• **GIVEN INSTRUCTION**
Count the lines in the records below that contain the string "brick", matching case exactly, and give only the number.

----- DATA PROVIDED -----

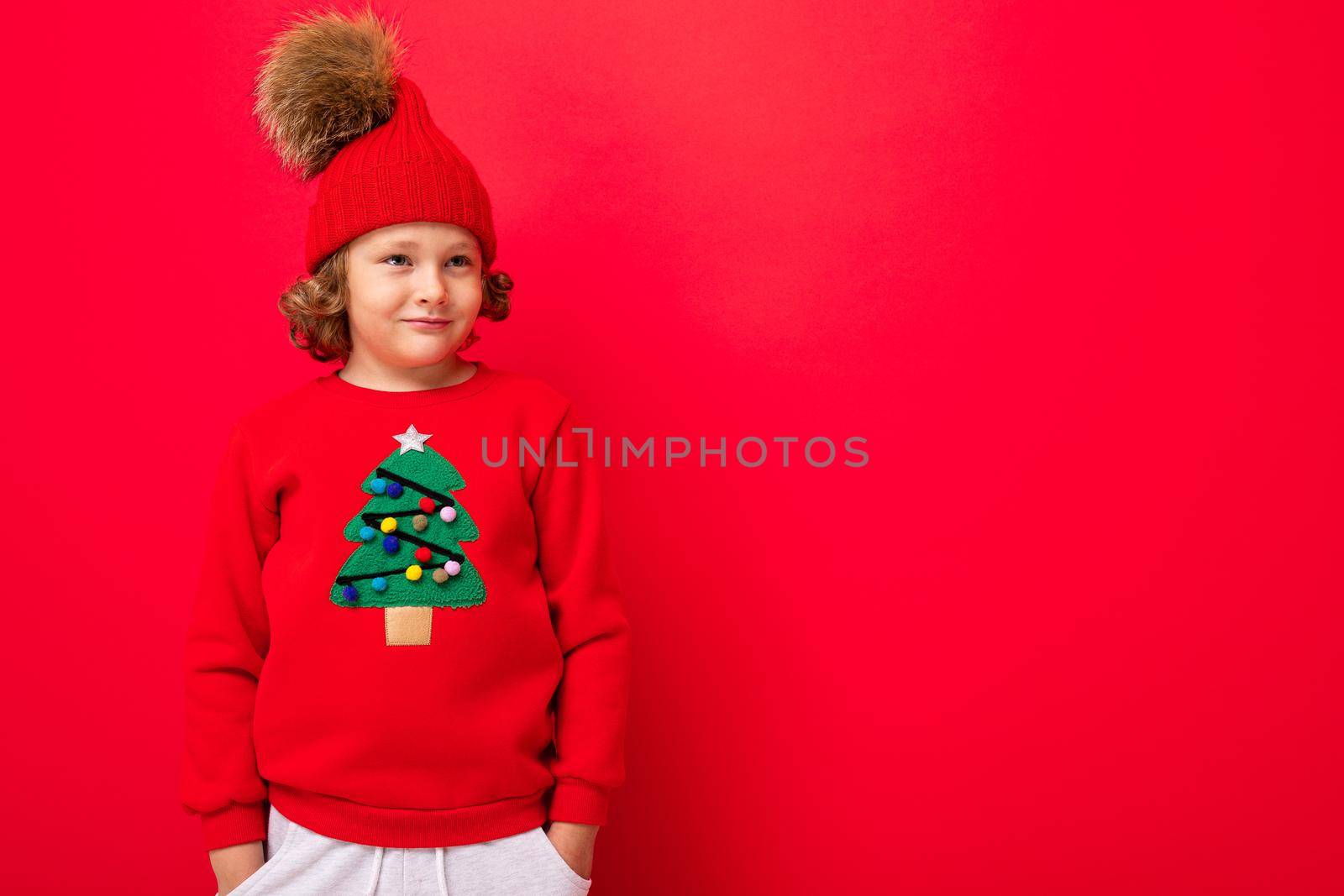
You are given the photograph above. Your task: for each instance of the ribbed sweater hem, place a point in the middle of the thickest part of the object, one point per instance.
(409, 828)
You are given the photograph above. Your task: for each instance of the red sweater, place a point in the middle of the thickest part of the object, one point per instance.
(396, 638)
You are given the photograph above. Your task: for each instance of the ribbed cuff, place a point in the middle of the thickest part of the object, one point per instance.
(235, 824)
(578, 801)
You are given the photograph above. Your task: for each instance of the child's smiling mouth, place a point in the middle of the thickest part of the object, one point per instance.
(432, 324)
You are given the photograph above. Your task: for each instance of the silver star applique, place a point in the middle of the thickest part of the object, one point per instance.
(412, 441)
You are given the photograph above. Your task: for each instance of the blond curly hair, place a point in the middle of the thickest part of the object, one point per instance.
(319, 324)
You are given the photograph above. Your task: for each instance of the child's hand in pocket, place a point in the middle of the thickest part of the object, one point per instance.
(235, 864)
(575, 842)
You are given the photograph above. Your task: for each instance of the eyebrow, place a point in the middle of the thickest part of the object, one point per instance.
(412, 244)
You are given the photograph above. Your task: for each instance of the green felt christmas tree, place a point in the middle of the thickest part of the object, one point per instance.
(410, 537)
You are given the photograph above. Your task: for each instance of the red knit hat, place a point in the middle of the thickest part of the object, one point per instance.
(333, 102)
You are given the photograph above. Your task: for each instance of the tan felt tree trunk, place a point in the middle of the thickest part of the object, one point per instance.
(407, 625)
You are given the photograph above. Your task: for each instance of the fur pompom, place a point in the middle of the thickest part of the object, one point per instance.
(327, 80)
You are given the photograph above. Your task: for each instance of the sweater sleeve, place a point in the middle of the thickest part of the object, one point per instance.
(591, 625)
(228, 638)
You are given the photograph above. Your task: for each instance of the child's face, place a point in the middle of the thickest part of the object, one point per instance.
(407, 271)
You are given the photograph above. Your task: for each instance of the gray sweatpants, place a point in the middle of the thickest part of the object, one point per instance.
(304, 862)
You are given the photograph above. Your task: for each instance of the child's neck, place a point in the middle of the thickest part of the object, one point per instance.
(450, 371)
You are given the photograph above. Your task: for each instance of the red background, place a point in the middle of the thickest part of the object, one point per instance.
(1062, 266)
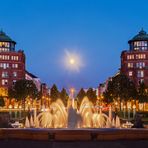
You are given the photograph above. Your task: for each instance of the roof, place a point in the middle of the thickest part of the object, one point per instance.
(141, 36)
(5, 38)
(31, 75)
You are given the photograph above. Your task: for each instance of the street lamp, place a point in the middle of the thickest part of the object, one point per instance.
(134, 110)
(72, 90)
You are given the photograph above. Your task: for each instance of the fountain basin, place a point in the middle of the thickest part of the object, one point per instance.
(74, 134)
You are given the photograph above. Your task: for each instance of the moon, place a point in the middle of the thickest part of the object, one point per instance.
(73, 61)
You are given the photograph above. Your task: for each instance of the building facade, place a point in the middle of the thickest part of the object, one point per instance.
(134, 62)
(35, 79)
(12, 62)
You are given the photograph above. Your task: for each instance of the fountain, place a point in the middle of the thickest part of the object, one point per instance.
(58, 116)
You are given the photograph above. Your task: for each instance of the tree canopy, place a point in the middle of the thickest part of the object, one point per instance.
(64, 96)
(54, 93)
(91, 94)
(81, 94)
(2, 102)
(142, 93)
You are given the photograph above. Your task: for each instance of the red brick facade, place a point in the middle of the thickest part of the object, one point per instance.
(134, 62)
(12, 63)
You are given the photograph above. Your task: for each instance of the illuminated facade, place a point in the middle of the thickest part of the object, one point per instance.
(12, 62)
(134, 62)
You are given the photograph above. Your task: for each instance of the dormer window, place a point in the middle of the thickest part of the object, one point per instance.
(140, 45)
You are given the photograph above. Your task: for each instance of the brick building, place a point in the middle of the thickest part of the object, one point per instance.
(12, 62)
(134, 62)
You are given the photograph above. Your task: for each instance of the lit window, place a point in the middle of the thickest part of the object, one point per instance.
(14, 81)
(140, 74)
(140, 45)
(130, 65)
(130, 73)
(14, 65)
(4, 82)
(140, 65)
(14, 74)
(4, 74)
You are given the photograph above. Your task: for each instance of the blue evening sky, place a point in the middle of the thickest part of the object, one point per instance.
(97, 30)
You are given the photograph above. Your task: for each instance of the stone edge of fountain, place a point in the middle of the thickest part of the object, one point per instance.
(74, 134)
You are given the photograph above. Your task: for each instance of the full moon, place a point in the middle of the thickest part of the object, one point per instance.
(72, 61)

-----
----- DATA PROVIDED -----

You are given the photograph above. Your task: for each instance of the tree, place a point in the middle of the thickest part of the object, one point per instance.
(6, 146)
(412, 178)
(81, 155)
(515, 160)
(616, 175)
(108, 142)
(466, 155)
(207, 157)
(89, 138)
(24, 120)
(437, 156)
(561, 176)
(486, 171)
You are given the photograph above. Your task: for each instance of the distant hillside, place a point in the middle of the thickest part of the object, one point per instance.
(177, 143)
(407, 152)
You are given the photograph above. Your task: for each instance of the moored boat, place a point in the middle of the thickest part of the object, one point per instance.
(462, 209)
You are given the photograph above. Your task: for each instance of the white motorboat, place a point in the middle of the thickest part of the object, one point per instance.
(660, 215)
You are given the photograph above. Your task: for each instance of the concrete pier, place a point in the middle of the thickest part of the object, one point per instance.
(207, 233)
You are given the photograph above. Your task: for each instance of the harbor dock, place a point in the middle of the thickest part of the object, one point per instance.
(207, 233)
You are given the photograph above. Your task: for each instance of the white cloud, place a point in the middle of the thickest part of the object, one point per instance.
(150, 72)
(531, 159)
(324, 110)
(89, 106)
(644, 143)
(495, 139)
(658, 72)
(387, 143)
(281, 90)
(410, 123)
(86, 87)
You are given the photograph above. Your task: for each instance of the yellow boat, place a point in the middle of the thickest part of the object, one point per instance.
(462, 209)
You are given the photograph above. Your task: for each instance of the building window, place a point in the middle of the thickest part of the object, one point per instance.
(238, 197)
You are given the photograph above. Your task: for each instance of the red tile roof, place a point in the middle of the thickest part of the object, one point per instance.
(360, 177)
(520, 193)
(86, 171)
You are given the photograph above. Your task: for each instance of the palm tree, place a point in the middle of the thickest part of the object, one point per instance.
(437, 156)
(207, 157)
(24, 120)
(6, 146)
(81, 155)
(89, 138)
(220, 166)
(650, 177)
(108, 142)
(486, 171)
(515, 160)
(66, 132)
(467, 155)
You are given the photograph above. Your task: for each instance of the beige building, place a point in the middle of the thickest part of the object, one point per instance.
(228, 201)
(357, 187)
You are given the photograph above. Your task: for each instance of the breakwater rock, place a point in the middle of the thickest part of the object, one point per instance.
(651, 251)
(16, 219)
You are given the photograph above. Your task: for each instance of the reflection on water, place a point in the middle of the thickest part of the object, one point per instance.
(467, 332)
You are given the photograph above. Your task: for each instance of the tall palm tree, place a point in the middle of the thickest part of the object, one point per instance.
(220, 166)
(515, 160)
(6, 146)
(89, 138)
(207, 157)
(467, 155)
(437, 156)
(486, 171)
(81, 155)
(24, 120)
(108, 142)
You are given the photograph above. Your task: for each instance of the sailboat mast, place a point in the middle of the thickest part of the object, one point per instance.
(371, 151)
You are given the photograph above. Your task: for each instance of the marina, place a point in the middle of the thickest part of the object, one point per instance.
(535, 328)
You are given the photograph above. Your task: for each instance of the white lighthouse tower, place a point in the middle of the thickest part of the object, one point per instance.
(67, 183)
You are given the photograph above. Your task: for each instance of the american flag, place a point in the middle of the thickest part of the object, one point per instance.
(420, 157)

-----

• **RESULT FOR THIS TASK**
2